▶ **Extrait**:
──────────────────────────────
L'érotisme est la tendresse des peuples, comme disait l'autre par un lapsus hébété. Schelling, Sloterdijk, Bataille et les magiciens de Lascaux en savaient un bout. Shakespeare, aussi, nul doute. J'ai oublié Voltaire et Chichille Chavée? Je recopierai cent fois...
1. Boualem Sansal (né en 1949 dans un village d'Algérie), Lettre d'amitié, de respect et de mise en garde aux peuples et aux nations de la terre, 2021, Gallimard nrf, 101 pages, 12 euros, impression Normandie Roto. Avec un titre pareil, hein... De Sansal, une des têtes bien faites qui jettent de temps à autre un petit pavé inconvenant dans la mare du mal nommé "multiple culturel", forcément, on se demande. Qu'a-t-il à cœur à dire de notre âge obscur? Du mal, on s'en doute, et du mal, il met en exergue quatre manifestations vénéneuses, les "destructeurs" que sont le fric, la religion, la mal-bouffe et, plus vaporeux, ce qu'il nomme les "jeux d'arènes", lesquels, exemplifiés par la Deuxième Guerre mondiale, la guerre froide et l'islam politique, laissent quelque peu perplexe quant à leur nature profonde. Mais soit. D'aucuns jubileront de la croisade de cet "homme d'intérieur, autiste à temps plein" contre les "monopensants" et, notamment, leurs usines pseudo-alimentaires qui gavent l'humanité d'un "savant dosage de drogues" toxiques que sels et sucres masqueront pour servir d'appâts et en rendre tout le monde accro'. Va bene, affaire entendue, mais... e poi!? comme disent les Italiens, et puis quoi? D'aucuns, cette fois, diront qu'il disjoncte, le pauvre Sansal. Car comme le titre de son pamphlet l'indique, c'est carrément à la Révolution Mondiale qu'il invite. L'heure est venue! De toute part, ça craque! de toute part, les gens en ont marre! Ce n'est pas tout à fait faux car il est bien vrai, ainsi que rappelle le philosophe Sloterdijk (en cours de lecture, ce sera le mois prochain) en prenant appui sur Tocqueville: les événements les plus grands, telle la Révolution française, n'ont jamais été "moins prévus". Quand ça arrive, ça nous tombe dessus. Et Sansal, il faudra sans doute relire dans, mettons, cinquante ou cent ans pour juger de la pertinence et de la viabilité de son appel à la Révolte générale, qui convoque peuples et nations à jeter par dessus bord - ici et maintenant - les États et Appareils de sujétion réellement existants pour sceller entre eux une Constitution des hommes et femmes libres unis sous un régime de démocratie directe. On l'emmène au poste, chef? Ceci dit sans ricanement: voir, à la veille de ladite Révolution française, le foisonnement de clubs d'agitateurs agités. Sansal est à lui seul un club. Il vaut la peine de l'écouter.
──────────────────────────────
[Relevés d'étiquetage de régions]
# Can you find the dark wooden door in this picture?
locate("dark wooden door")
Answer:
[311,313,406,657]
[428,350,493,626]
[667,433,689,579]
──────────────────────────────
▶ **Vos consignes**:
a. D'après l'extrait, quels sont les quatre « destructeurs » que Boualem Sansal met en exergue ?
b. Citez le passage de l'extrait qui va de « L'érotisme est la » à « recopierai cent fois... ».

▶ **Corrigé de l'exercice**:
a. Le fric, la religion, la mal-bouffe et les « jeux d'arènes ».

b.
L'érotisme est la tendresse des peuples, comme disait l'autre par un lapsus hébété. Schelling, Sloterdijk, Bataille et les magiciens de Lascaux en savaient un bout. Shakespeare, aussi, nul doute. J'ai oublié Voltaire et Chichille Chavée? Je recopierai cent fois...